The Long View 2002-02-27: Getting Back to Normal

Thirteen years later, and we don't really seem back to normal. The immediate, searing impact of 9-11 on most American's consciousness has faded, but by and large we seem resigned to the changes it wrought on our country. We gripe about the TSA, but we still have it. The NSA still keeps absurdly detailed track of everything and everyone. Domestic politics has returned to the forefront after the Housing Bubble, but even President Obama cannot escape political fallout from events in Syria and Ukraine.

Getting Back to Normal
Here we are at nearly six months after September 11, and many people are saying that the time has come to get back to normal. They are not saying this because the security situation has changed fundamentally since then. The international terrorist network still exists. The clock is still ticking while states lethally hostile to the United States develop nuclear, biological, and chemical weapons. The problem is that the emergency changed the subject for almost everyone with a political agenda. Now the people with agendas want it changed back.
The bulk of the unrest is among partisan Democrats, of course. They want to talk about HMO regulation, women's issues, reparations for slavery, anything at all but foreign affairs and military strategy. The biggest effort to break free is the investigation, indeed the dozen investigations, into the Enron affair. This is showing signs of becoming the Democrat's version of the Vince Foster suicide: there comes a point when the the persistence of the investigators becomes the scandal.
★ ★ ★
◆ **Required actions**:
#1 In the essay on getting back to normal after September 11, what is named as the biggest effort by partisan Democrats to break free of foreign affairs?
#2 Go on with the essay on getting back to normal after September 11, starting after its last sentence.
The entries that follow have no connection to the essay on getting back to normal after September 11.
★ ★ ★
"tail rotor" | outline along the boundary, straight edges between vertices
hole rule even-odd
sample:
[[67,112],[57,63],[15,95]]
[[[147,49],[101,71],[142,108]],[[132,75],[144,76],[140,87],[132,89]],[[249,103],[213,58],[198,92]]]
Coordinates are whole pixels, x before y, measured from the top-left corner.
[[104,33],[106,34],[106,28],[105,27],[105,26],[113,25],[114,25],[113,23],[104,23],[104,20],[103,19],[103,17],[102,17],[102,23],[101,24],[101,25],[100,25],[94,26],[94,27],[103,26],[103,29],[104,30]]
★ ★ ★
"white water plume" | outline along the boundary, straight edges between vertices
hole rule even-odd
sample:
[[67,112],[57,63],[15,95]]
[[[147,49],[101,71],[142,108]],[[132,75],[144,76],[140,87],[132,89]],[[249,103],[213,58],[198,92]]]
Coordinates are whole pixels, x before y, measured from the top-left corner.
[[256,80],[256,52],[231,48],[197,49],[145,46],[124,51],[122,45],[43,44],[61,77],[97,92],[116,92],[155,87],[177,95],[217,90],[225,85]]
★ ★ ★
◆ **Replies**:
#1 The investigation, indeed the dozen investigations, into the Enron affair.

#2
That said, though, there are also quite a number of "conservatives," variously defined, who also wish to have done with post-911 politics. Moral reformers are frustrated that the Bush Administration has scarcely a word to say in opposition to abortion these days. The general drift of the Administration's social-service policy is pro-family, so the reformers' unhappiness is not acute. Among the most unhappy people in America, however, are Libertarians and some business groups.
War may or may not be the health of the state, but it certainly makes discussions about supply-side economics and privatization irrelevant. It is possible that the tax cuts the Bush Administration got enacted in its first few months will remain in place, but there will be no more. Since cutting taxes is the only reason some Republicans run for office, the Administration has not had a particularly easy time with its own party.